◆ TASK INSTRUCTIONS:
[1] In the text on the origins of the mugshot, in what year did Alphonse Bertillon join the Parisian police department?
[2] Reproduce part of the text on the origins of the mugshot, swapping "notecards" for "index cards". Begin at the words "In 1879, Alphonse" and stop after "and organized haphazardly.".

◆ SELECTED PASSAGE:

══════════════════════════════

In 1879, Alphonse Bertillon joined the Parisian police department. At the time, people who committed multiple crimes were having a good run of it—branding had been banned and fingerprinting had not yet been widely adopted. Officers’ memories, as Richard Farebrother and Julian Champkin have detailed, were the main remedy against repeat offenders, who gave false names, claimed it was their first offense, and were able to avoid serious consequences. The only alternative for 19th-century law enforcement: sifting through stacks of notecards cataloging prior arrests, which were completed idiosyncratically and organized haphazardly.
Struck by the system’s inefficiency, Bertillon created a cunning new method to identify alleged offenders. He envisioned “giving every human being an identity, an individuality that is certain, durable, invariable, always recognizable, and which can be established with ease.” Photography had just begun to arrive on the scene, and Bertillon recognized its potential for cataloging people who had been arrested. He pioneered the idea of seating accused people in the same chair, set a standard distance from the camera, and photographing them at standard angles. In so doing, Bertillon invented the mugshot.
More than a century later, face surveillance has gone digital. In January 2020, journalist Kashmir Hill revealed that a secretive start-up company called Clearview AI had scraped photographs from untold numbers of websites, collecting more than three billion pictures (now closer to 10 billion) to fuel face recognition technology used by law enforcement. The public was horrified. But the massive consentless collection of face data for carceral purposes is a foundational approach to face surveillance that originated with the two men who developed it, first as an analog technique and later as an automated technology.
As Bertillon’s story makes clear, the earliest applications of face surveillance were also not rooted in consent. Nearly 150 years ago, using images of faces to identify people who’d committed crimes was done without permission of those portrayed. Law enforcement officers were the primary users. And that tradition continued when Woodrow Wilson “Woody” Bledsoe automated face surveillance in the 1960s.

══════════════════════════════

◆ AVAILABLE DATA:
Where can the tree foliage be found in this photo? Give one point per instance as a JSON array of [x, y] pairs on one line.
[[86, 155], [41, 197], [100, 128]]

══════════════════════════════

◆ TASK-BY-TASK SOLUTIONS:
[1] 1879

[2]
In 1879, Alphonse Bertillon joined the Parisian police department. At the time, people who committed multiple crimes were having a good run of it—branding had been banned and fingerprinting had not yet been widely adopted. Officers’ memories, as Richard Farebrother and Julian Champkin have detailed, were the main remedy against repeat offenders, who gave false names, claimed it was their first offense, and were able to avoid serious consequences. The only alternative for 19th-century law enforcement: sifting through stacks of index cards cataloging prior arrests, which were completed idiosyncratically and organized haphazardly.